# Task details:
Below are records to transcribe in full and unchanged; omit every picture.

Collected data
____

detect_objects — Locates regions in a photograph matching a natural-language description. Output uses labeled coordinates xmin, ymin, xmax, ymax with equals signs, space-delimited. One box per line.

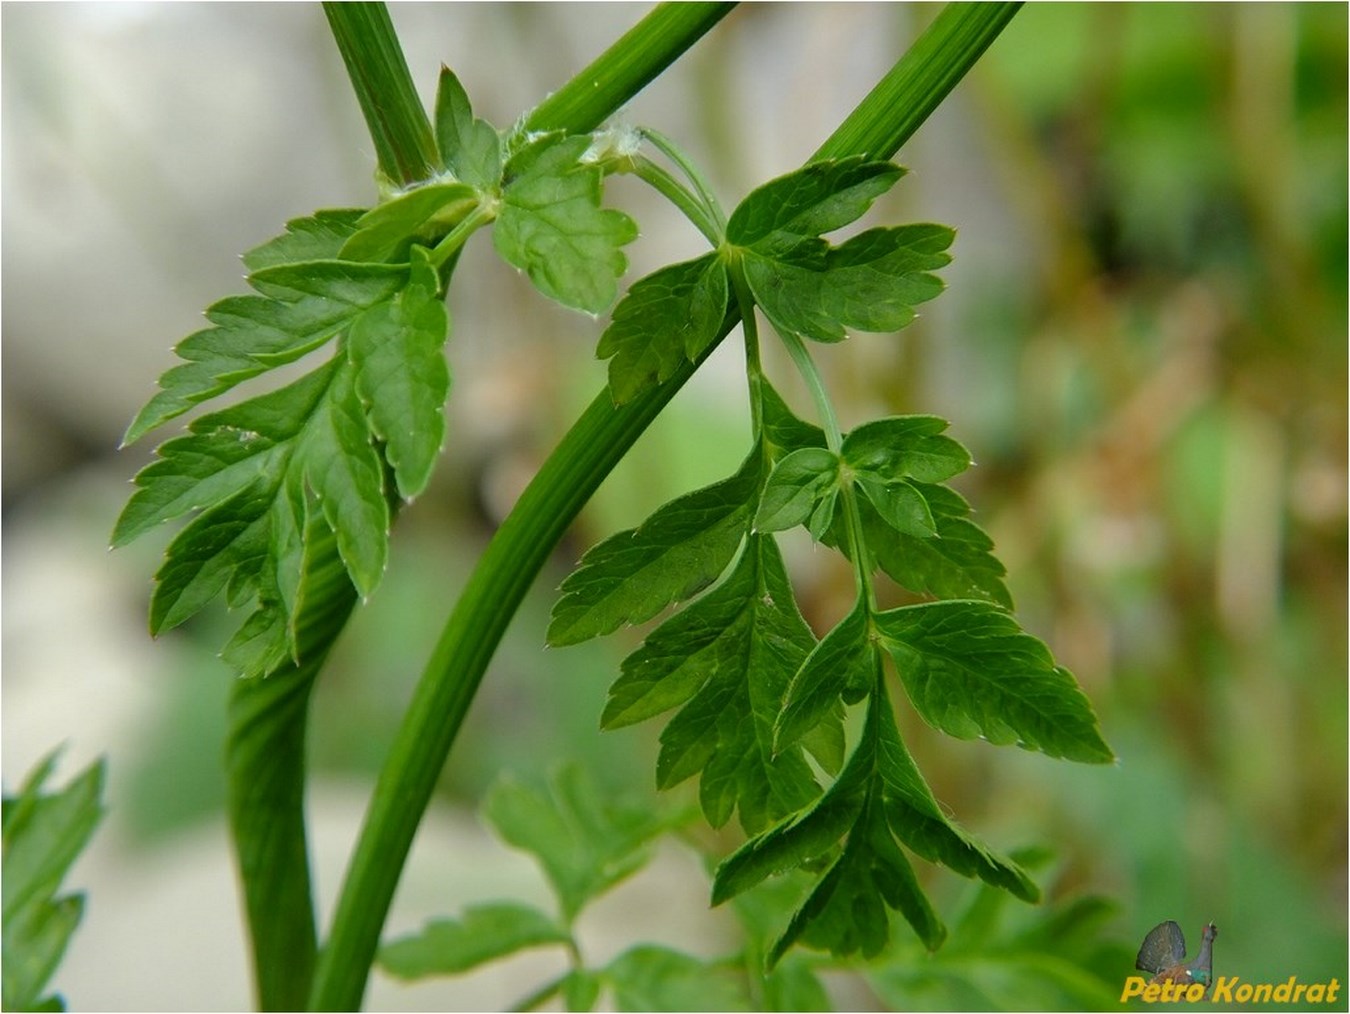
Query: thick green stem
xmin=323 ymin=3 xmax=439 ymax=186
xmin=308 ymin=4 xmax=1021 ymax=1009
xmin=525 ymin=4 xmax=737 ymax=135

____

# Written response:
detect_objects — Locates regions in a photograph matching a natural-language description. Output uses labeled coordinates xmin, ymin, xmax, ymax with equals signs, space-delimited. One box per line.

Query: thick green stem
xmin=323 ymin=3 xmax=439 ymax=186
xmin=308 ymin=4 xmax=1021 ymax=1009
xmin=525 ymin=4 xmax=737 ymax=135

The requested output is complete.